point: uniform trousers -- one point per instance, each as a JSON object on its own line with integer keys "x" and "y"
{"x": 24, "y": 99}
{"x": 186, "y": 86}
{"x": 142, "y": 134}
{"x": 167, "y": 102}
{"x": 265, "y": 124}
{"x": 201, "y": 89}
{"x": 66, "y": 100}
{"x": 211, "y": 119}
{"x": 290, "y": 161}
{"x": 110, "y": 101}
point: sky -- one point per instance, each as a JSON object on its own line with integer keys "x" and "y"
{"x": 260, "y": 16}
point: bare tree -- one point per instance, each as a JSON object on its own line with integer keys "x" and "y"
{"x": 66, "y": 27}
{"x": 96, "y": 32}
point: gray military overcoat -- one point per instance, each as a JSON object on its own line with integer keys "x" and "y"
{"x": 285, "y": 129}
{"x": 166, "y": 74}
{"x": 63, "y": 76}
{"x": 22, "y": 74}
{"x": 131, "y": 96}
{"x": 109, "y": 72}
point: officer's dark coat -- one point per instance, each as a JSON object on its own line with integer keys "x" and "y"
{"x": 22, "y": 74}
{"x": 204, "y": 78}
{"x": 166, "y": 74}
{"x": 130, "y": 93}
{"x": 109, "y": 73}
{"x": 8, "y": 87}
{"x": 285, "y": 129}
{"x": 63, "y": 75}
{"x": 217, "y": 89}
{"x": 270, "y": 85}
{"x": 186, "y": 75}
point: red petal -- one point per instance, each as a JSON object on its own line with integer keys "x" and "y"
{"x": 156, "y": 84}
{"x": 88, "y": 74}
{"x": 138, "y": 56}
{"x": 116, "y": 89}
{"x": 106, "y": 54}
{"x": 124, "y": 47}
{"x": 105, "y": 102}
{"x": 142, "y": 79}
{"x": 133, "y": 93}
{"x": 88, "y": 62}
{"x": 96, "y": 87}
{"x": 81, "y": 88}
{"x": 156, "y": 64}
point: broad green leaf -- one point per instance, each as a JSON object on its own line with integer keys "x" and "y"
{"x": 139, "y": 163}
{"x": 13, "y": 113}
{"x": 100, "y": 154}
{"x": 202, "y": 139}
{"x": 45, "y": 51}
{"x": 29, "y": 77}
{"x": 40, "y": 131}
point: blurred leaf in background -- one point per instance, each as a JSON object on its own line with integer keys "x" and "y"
= = =
*Exercise description:* Each line of the records belongs in the answer, reproduced exactly.

*Final answer:*
point: uniform trousers -- one point per instance, each as a JSON object on its own line with integer keys "x" and "y"
{"x": 24, "y": 99}
{"x": 186, "y": 86}
{"x": 142, "y": 134}
{"x": 167, "y": 102}
{"x": 265, "y": 124}
{"x": 201, "y": 89}
{"x": 66, "y": 100}
{"x": 211, "y": 119}
{"x": 290, "y": 161}
{"x": 110, "y": 101}
point: sky -- one point per instance, each as a JSON object on its own line with integer keys "x" and "y"
{"x": 260, "y": 16}
point: bare tree -- one point per instance, each as a JSON object on its own line with integer keys "x" and "y"
{"x": 66, "y": 27}
{"x": 96, "y": 32}
point: gray military overcoat -- one point per instance, each as a JSON object on its own line with integer keys "x" and "y"
{"x": 285, "y": 129}
{"x": 166, "y": 74}
{"x": 63, "y": 76}
{"x": 22, "y": 74}
{"x": 131, "y": 96}
{"x": 109, "y": 72}
point: officer's dark coat -- one point per instance, each as a JSON object on its own line with integer keys "x" and "y"
{"x": 22, "y": 74}
{"x": 204, "y": 78}
{"x": 166, "y": 74}
{"x": 130, "y": 93}
{"x": 109, "y": 73}
{"x": 8, "y": 87}
{"x": 285, "y": 129}
{"x": 63, "y": 75}
{"x": 217, "y": 89}
{"x": 270, "y": 85}
{"x": 186, "y": 75}
point: red petal -- one point per instance, each as a JSON object on its own line with integer keys "x" and "y"
{"x": 156, "y": 84}
{"x": 88, "y": 74}
{"x": 138, "y": 56}
{"x": 116, "y": 89}
{"x": 106, "y": 54}
{"x": 124, "y": 47}
{"x": 105, "y": 102}
{"x": 142, "y": 79}
{"x": 133, "y": 93}
{"x": 88, "y": 62}
{"x": 96, "y": 87}
{"x": 81, "y": 88}
{"x": 156, "y": 64}
point: broad green leaf -- one point per instance, each as a JSON object on its own line with integer keys "x" and "y"
{"x": 139, "y": 163}
{"x": 13, "y": 113}
{"x": 100, "y": 154}
{"x": 202, "y": 139}
{"x": 45, "y": 51}
{"x": 29, "y": 77}
{"x": 40, "y": 131}
point: blurred leaf in background -- one point per instance, each as a JSON object on its own line with integer keys "x" and "y"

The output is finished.